Write the listing out again, all of it, word for word.

++++ PROVIDED RECORDS ++++

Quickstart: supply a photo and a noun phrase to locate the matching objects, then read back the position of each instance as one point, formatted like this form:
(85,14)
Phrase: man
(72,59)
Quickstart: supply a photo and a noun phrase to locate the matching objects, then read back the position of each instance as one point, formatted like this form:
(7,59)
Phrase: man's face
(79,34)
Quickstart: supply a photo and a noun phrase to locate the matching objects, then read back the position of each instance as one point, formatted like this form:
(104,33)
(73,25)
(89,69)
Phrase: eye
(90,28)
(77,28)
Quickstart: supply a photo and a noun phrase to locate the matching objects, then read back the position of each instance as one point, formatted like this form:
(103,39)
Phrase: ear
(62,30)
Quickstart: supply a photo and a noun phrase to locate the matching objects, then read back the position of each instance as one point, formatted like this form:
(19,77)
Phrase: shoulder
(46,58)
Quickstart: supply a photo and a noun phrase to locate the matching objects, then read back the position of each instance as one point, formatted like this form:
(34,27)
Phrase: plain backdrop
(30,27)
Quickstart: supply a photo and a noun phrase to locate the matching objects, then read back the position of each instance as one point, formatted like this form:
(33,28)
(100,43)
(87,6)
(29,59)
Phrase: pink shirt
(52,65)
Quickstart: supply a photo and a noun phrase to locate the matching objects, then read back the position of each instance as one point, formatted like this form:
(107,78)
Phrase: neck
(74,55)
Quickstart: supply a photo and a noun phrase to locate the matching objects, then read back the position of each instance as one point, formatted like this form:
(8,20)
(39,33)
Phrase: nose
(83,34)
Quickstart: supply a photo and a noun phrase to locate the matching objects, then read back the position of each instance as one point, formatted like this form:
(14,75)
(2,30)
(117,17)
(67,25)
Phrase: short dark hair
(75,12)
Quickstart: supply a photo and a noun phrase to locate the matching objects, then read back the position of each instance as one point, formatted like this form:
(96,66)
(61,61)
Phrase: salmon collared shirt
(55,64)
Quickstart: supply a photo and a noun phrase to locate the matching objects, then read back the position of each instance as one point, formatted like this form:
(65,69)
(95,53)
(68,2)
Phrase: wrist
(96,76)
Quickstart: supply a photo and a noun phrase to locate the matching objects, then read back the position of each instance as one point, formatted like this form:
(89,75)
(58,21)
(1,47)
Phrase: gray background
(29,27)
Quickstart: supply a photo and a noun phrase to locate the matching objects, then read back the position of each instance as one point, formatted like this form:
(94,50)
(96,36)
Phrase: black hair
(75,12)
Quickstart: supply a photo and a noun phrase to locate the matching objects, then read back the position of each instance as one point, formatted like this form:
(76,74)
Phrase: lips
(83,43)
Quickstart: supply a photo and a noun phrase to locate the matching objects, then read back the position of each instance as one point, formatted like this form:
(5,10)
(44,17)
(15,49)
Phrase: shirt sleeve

++++

WORKED SOLUTION.
Quickstart: supply a photo and a noun phrase to locate the matching objects, then read back the position of each instance as one point, formatted like this form:
(85,14)
Phrase: man
(72,59)
Quickstart: supply a photo and a noun phrase to locate the matching objects, then read back the position of each instance as one point, formatted like this form:
(7,59)
Phrase: man's face
(79,34)
Quickstart: supply a photo and a noun phrase to locate the matching objects, then read back the position of each instance as one point, formatted like this form:
(104,33)
(73,25)
(89,69)
Phrase: eye
(90,28)
(77,28)
Quickstart: supply a photo and a noun phrase to locate the matching objects, then read back the position of each instance as one point, formatted like this form:
(103,39)
Phrase: ear
(62,30)
Quickstart: supply a photo and a noun phrase to locate the matching objects, then read back the position of each instance as one point, formatted like this form:
(19,77)
Phrase: shoulder
(46,58)
Quickstart: supply a photo and a noun phrase to locate the matching objects, then read back the position of each instance as one point, formatted like this form:
(34,27)
Phrase: plain backdrop
(30,27)
Quickstart: supply a photo and a noun phrase to locate the matching objects, then read back the position of each instance as one point, formatted like this form:
(33,28)
(100,43)
(87,6)
(29,59)
Phrase: pink shirt
(52,65)
Quickstart: supply a photo and a noun phrase to locate the matching objects, then read back the position of each instance as one point, formatted like this form:
(107,78)
Phrase: neck
(74,55)
Quickstart: supply a photo and a noun phrase to locate the matching objects, then read back the position of each instance as one point, formatted like this form:
(8,20)
(39,33)
Phrase: nose
(83,34)
Quickstart: supply a photo and a noun phrase to locate the matching objects, then read back the position of each instance as one point, formatted like this form:
(14,75)
(2,30)
(117,17)
(67,25)
Phrase: short dark hair
(75,12)
Quickstart: supply a photo and a noun phrase to locate the matching objects, then read back the position of each instance as one point, formatted like this form:
(96,66)
(61,61)
Phrase: salmon collared shirt
(55,64)
Quickstart: supply a photo and a noun phrase to locate the matching objects, then read back the position of each instance as one point, formatted like this form:
(65,69)
(95,53)
(68,2)
Phrase: wrist
(96,76)
Quickstart: supply a photo and a noun phrase to locate the matching objects, then read back the position of each instance as one point, formatted like this form:
(89,75)
(58,21)
(1,47)
Phrase: gray background
(29,27)
Quickstart: supply a photo and a noun phrase to locate the matching objects, then read back the position of each instance as one point, formatted like this form:
(94,50)
(96,36)
Phrase: black hair
(75,12)
Quickstart: supply a photo and a noun phrase to locate the matching objects, then read back the position of each instance as one point, formatted like this form:
(76,74)
Phrase: lips
(83,43)
Quickstart: supply a photo and a noun phrase to locate the matching objects, then read back the position of each instance as one point, formatted like this form:
(5,10)
(44,17)
(15,49)
Phrase: shirt sleeve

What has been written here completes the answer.